**Qué hacer:**
1) Del fragmento sobre la genética forense de los perros, extrae los rasgos que el grupo del proyecto CaDNAP trabaja ahora para poder predecir también.
2) Continúa el fragmento sobre la genética forense de los perros a partir de su última oración.

──────── Fragmento de texto

Cada célula de un perro contiene en su núcleo un código de 3.000 millones de letras de ADN, con las instrucciones que les permiten ladrar, mover el rabo o ir corriendo a por un palo. Los científicos del proyecto CaDNAP buscan pequeñas variaciones de una sola letra —llamadas polimorfismos de un único nucleótido— que aparezcan asociadas al aspecto de un perro. Han identificado 43 de estos marcadores genéticos, que sirven para predecir, con una probabilidad del 80%, el color de un perro o la forma de su cráneo, según los resultados preliminares presentados en el último congreso de la Sociedad Internacional para la Genética Forense, organizado en septiembre en Praga (República Checa).
“El perro, como mejor amigo del hombre, va a ser cada vez más relevante en las investigaciones forenses y ayudará a identificar a los culpables y, por lo tanto, a reducir el número de crímenes”, opina la bióloga Josephin Heinrich, investigadora de la Universidad de Medicina de Innsbruck (Austria) y del proyecto CaDNAP. El grupo trabaja ahora para afinar el método y poder predecir también el tamaño corporal, el color de los ojos, la morfología de la cola y la forma de las orejas.

────────────────
──────── Conjunto de datos

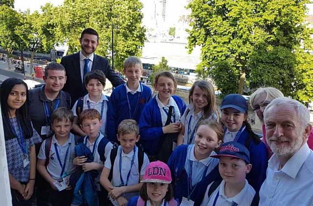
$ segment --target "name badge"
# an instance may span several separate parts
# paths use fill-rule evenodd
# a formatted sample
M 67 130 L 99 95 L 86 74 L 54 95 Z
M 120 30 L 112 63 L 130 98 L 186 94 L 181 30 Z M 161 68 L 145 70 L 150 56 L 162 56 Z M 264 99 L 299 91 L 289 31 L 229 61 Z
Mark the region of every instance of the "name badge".
M 191 200 L 188 200 L 185 197 L 182 197 L 180 206 L 193 206 L 195 202 Z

────────────────

**Respuestas por tarea:**
1)
- Tamaño corporal
- Color de los ojos
- Morfología de la cola
- Forma de las orejas

2)
En el congreso de Praga, Heinrich expuso los efectos que puede tener un solo cambio en una letra del ADN de un perro. La bióloga mostró las fotografías de cuatro dálmatas. El primero, con el aspecto clásico. El segundo, con manchas amarillentas en lugar de negras, a causa de un cambio en el gen MC1R, asociado al cabello pelirrojo en los humanos. El tercer animal presentaba manchas marrones por un cambio en el gen TYRP1. Y el cuarto dálmata era una variedad de pelo largo, por una mutación en su gen FGF5. El aspecto de los cuatro perros se podría predecir fácilmente a partir de sus excrementos.
Hace un año, el grupo CaDNAP intentó averiguar la raza de 392 perros a partir de su material genético, en un experimento publicado en la revista especializada Forensic Science International: Genetics. Como la mayor parte del ADN es idéntico de un animal a otro y además es muy caro analizarlo todo, los científicos se concentraron en 13 regiones cortas y muy variables, denominadas “repeticiones cortas en tándem”. Esos 13 lugares concretos del genoma fueron suficientes para acertar la raza en más del 97% de los casos.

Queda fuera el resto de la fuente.